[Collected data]
↓

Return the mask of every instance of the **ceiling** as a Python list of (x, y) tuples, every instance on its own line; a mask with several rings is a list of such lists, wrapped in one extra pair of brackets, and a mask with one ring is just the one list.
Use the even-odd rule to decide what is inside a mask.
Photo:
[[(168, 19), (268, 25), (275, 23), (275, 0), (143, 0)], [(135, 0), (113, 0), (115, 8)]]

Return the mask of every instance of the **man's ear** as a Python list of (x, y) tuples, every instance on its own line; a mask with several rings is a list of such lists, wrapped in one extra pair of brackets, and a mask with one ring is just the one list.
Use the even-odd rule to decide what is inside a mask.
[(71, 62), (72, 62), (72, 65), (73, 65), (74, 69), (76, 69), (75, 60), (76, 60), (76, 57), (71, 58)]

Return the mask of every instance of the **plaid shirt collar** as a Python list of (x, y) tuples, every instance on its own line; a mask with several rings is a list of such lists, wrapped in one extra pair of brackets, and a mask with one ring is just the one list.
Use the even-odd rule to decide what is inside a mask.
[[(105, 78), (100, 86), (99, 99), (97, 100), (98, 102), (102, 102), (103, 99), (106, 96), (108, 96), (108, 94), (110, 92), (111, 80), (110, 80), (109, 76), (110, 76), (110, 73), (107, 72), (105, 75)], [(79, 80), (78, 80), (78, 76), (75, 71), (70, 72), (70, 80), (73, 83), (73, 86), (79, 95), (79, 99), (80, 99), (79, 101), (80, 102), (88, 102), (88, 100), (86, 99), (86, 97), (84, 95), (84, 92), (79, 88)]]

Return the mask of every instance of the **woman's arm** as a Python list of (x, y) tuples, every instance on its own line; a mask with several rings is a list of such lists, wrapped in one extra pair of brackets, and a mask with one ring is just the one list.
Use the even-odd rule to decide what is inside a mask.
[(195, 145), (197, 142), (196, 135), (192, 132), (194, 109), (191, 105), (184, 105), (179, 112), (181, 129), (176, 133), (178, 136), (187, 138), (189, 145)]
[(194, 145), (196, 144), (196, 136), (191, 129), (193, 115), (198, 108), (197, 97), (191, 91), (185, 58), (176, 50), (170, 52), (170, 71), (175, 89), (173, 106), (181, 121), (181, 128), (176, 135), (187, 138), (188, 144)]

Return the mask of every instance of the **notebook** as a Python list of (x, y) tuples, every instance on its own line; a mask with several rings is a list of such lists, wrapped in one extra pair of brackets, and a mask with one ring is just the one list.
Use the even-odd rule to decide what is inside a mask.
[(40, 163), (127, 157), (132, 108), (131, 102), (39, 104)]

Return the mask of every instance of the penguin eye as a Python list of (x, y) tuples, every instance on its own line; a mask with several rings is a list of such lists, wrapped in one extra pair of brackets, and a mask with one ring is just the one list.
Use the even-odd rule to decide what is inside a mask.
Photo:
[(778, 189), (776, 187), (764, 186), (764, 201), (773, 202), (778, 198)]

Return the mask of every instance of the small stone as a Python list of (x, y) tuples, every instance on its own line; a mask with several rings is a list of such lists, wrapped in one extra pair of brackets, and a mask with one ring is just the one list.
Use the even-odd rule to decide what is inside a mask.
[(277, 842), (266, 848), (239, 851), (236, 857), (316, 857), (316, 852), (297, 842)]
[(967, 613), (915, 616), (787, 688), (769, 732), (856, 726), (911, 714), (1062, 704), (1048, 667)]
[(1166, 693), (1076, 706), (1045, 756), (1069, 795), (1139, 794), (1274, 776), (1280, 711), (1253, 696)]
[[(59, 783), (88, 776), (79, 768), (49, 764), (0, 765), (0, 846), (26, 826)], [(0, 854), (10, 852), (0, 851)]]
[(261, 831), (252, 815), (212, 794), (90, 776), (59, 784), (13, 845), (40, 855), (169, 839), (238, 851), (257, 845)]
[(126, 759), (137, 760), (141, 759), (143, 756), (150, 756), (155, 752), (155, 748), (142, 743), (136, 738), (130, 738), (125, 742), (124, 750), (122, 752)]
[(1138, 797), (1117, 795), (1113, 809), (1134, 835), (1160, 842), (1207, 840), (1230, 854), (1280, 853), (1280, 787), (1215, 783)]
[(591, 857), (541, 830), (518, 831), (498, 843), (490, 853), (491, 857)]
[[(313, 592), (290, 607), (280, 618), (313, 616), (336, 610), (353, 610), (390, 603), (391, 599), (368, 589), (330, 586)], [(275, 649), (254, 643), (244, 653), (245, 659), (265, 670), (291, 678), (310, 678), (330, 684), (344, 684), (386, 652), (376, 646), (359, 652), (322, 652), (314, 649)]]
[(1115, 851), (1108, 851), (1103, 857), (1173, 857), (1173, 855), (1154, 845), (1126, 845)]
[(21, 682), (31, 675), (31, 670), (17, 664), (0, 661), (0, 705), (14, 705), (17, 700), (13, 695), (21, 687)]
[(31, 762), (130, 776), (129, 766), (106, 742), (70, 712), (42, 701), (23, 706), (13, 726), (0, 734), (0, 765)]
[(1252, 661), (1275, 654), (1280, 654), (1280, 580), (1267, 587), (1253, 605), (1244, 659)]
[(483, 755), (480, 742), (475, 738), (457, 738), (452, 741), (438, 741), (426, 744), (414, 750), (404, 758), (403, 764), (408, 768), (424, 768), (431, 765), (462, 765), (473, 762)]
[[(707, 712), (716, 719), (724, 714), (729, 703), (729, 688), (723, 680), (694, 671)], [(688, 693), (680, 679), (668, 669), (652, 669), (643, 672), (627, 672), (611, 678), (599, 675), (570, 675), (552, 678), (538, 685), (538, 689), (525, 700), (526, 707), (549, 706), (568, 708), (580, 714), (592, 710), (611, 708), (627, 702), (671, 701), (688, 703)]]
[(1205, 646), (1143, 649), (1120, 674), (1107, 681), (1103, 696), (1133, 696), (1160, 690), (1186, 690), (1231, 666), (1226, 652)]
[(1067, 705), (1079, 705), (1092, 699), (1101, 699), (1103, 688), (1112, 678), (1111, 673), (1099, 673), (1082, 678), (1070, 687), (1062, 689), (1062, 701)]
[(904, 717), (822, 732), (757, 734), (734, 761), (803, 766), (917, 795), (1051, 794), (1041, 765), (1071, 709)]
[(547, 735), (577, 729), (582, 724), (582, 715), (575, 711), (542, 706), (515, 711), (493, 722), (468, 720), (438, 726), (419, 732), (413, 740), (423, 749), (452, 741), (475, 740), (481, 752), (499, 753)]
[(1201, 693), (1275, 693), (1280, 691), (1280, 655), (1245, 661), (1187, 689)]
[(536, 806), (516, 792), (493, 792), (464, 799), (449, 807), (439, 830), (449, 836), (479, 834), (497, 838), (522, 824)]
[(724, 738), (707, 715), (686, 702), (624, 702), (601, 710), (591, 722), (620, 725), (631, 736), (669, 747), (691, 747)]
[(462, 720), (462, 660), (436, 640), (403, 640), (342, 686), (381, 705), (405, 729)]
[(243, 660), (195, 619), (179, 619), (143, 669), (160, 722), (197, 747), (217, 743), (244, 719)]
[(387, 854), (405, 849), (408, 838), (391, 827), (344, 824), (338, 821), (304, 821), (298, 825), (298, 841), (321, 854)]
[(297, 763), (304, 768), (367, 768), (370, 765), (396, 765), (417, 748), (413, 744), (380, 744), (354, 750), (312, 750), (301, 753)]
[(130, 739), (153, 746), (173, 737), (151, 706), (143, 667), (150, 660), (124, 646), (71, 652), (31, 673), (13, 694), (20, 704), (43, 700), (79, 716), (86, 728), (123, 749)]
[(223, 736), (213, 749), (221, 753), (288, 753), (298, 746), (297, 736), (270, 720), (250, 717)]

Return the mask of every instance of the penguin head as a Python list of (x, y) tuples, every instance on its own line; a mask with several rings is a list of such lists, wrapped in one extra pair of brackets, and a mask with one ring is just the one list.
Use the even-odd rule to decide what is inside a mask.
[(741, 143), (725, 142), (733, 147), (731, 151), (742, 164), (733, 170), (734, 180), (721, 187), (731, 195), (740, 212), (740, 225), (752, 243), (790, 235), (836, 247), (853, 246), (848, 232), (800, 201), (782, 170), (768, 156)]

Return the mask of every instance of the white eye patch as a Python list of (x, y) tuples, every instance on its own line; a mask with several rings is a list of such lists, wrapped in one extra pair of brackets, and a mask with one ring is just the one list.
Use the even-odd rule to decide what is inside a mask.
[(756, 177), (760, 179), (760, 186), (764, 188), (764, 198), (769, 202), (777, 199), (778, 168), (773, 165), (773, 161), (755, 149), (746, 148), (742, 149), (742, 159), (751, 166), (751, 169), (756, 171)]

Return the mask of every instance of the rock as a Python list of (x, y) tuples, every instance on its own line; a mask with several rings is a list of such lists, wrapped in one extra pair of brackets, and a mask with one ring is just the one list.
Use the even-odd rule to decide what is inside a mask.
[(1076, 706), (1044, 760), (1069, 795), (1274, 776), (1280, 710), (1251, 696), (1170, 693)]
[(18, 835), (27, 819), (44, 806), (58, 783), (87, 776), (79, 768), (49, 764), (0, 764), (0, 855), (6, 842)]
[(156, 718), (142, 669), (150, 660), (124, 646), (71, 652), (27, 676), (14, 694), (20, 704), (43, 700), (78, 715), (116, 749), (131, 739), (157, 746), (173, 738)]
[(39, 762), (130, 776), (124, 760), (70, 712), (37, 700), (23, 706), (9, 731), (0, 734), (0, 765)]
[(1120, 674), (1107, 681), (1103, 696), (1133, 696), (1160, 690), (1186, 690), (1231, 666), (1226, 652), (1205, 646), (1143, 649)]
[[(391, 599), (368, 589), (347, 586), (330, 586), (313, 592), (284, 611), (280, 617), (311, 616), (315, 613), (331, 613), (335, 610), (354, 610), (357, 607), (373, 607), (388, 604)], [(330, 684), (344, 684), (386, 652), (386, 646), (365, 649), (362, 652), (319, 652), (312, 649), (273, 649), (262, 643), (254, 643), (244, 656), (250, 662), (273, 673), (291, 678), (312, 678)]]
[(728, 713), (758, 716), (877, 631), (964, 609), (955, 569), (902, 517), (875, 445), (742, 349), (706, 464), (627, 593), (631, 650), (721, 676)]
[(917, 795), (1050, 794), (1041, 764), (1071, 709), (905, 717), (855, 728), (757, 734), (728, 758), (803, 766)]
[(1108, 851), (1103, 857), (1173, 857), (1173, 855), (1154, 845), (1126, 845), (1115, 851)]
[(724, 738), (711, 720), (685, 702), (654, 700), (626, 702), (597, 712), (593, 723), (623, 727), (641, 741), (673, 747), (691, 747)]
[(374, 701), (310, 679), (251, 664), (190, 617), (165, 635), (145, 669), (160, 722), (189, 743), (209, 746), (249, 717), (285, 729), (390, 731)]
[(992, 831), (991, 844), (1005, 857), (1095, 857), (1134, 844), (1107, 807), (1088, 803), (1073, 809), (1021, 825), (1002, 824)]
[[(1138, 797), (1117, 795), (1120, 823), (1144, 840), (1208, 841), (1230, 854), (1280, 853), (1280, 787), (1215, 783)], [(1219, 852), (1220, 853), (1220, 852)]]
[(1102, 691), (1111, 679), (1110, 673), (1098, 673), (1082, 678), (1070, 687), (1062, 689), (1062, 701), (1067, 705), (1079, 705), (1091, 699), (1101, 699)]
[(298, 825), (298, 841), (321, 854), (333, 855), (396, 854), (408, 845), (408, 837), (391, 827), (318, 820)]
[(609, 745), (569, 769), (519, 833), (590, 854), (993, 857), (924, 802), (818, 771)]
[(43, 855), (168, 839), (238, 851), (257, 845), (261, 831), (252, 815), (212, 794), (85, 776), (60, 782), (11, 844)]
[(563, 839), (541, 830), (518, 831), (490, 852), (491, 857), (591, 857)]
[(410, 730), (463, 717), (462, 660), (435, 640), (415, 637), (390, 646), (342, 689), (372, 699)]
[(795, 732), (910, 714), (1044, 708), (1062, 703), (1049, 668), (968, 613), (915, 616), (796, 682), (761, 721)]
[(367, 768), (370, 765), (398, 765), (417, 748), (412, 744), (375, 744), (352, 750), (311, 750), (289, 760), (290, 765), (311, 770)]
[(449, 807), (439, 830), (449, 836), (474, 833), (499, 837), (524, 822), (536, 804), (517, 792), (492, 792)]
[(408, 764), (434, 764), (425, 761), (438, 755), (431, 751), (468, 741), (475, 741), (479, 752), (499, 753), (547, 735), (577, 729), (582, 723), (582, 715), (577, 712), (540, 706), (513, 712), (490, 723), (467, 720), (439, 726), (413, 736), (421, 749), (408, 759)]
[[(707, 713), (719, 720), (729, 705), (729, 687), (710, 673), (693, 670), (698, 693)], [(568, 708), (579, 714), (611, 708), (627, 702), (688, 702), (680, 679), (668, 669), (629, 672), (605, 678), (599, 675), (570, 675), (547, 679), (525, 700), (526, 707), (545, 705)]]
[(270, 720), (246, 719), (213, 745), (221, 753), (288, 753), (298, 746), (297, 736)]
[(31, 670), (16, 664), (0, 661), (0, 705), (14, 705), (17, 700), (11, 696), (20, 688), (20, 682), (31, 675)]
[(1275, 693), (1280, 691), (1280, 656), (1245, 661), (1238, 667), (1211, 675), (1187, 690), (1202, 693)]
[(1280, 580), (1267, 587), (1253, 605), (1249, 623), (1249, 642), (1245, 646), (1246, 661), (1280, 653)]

↑

▶ **BRIEF**
Which lines belong in the answer? Exactly those from the first line of the entries through the line holding "Return the mask of every instance of the **plaid", inclusive, copied unchanged.

▶ **THE COMPLETED TASK**
Return the mask of every instance of the **ceiling** as a Python list of (x, y) tuples, every instance on its own line; a mask with several rings is a list of such lists, wrapped in one extra pair of brackets, and a mask with one ring is just the one list.
Use the even-odd rule to decide what is inside a mask.
Photo:
[[(168, 19), (268, 25), (275, 23), (275, 0), (143, 0)], [(135, 0), (113, 0), (115, 8)]]

Return the mask of every instance of the **man's ear** as a Python list of (x, y) tuples, every instance on its own line; a mask with several rings is a list of such lists, wrapped in one extra pair of brackets, and a mask with one ring is just the one list.
Use the even-odd rule to decide what is inside a mask.
[(71, 62), (72, 62), (72, 65), (73, 65), (74, 69), (76, 69), (75, 60), (76, 60), (76, 57), (71, 58)]

Return the mask of every instance of the **plaid shirt collar** as a Python list of (x, y) tuples, every instance on its own line; a mask with several rings is a list of such lists, wrapped in one extra pair of brackets, and a mask with one ring is just the one list.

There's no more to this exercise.